**** Texte à étudier ****

Rie Kudan, l’écrivaine japonaise qui a remporté le Prix Akutagawa de cette année — la plus haute distinction en littérature japonaise — avec un livre où environ 5 % du contenu a été généré par ChatGPT, encourage les écrivains à utiliser l’intelligence artificielle générative dans leurs créations.
“Si vous réfléchissez bien à la manière de l’utiliser et à affronter vos propres faiblesses, l’IA vous aide à les compenser,” dit l’auteure de 33 ans, s’exprimant au siège de sa maison d’édition, Shinchosha, qui fait la promotion de son travail sous le slogan “Un livre de prophéties à l’ère de l’intelligence artificielle générative.” Cependant, Kudan précise que l’apport de l’IA était très petit : “Seulement une page sur 144.”
Le roman Tokyo To Dojo To (La Tour de la Sympathie de Tokyo) a été décrit par le jury comme une œuvre “presque sans défaut” et a valu à Kudan un prix littéraire créé en 1935 et qui a lancé la carrière d’auteurs tels que Kenzaburo Oe, lauréat du Prix Nobel de Littérature en 1994. Le lauréat a été annoncé en janvier.
Ce qui est depuis devenu la conversation la plus célèbre avec une machine dans la littérature japonaise se déroule lorsque le personnage principal du roman, un architecte à qui on a demandé de concevoir une prison élégante de grande hauteur au centre de Tokyo, demande à un système d’intelligence artificielle appelé AI-built d’expliquer la raison de l’application du terme latin homo miserabilis aux criminels.
Insatisfaite du ton condescendant de la réponse, elle demande au système s’il est conscient de son incapacité à lire, à quoi l’IA, conçue pour générer des informations basées sur le texte, répond non, ajoutant que illettré est un terme péjoratif qui peut être discriminatoire. “Je voulais montrer une réflexion sur l’essence du langage,” dit Kudan.
La déclaration selon laquelle 5% du livre a été généré par IA a provoqué “une certaine nervosité” parmi les éditeurs, déclare son auteur, soulignant sa surprise face aux titres des médias mondiaux. Sur le site de vente d’Amazon, un lecteur a décrit l’inclusion de dialogues IA comme “rafraîchissante”, tandis qu’un autre s’est plaint que le style prime sur l’histoire et l’a recommandé “pour un examen d’entrée à une université japonaise.”

**** Données enregistrées ****

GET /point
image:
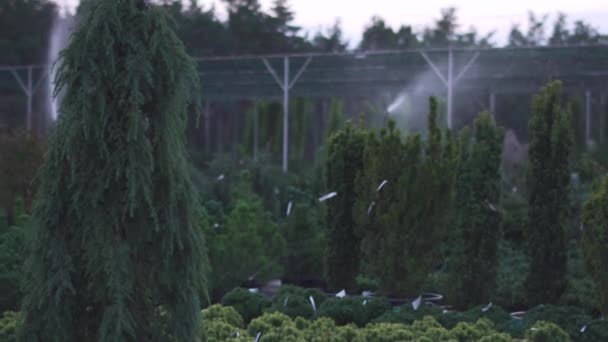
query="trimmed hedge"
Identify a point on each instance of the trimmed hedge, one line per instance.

****

=== Détails du problème ===
Selon le texte sur Rie Kudan, en quelle année le prix littéraire qu'elle a reçu a-t-il été créé ? Ces données forment un ensemble indépendant du texte.

=== Résultat attendu ===
En 1935.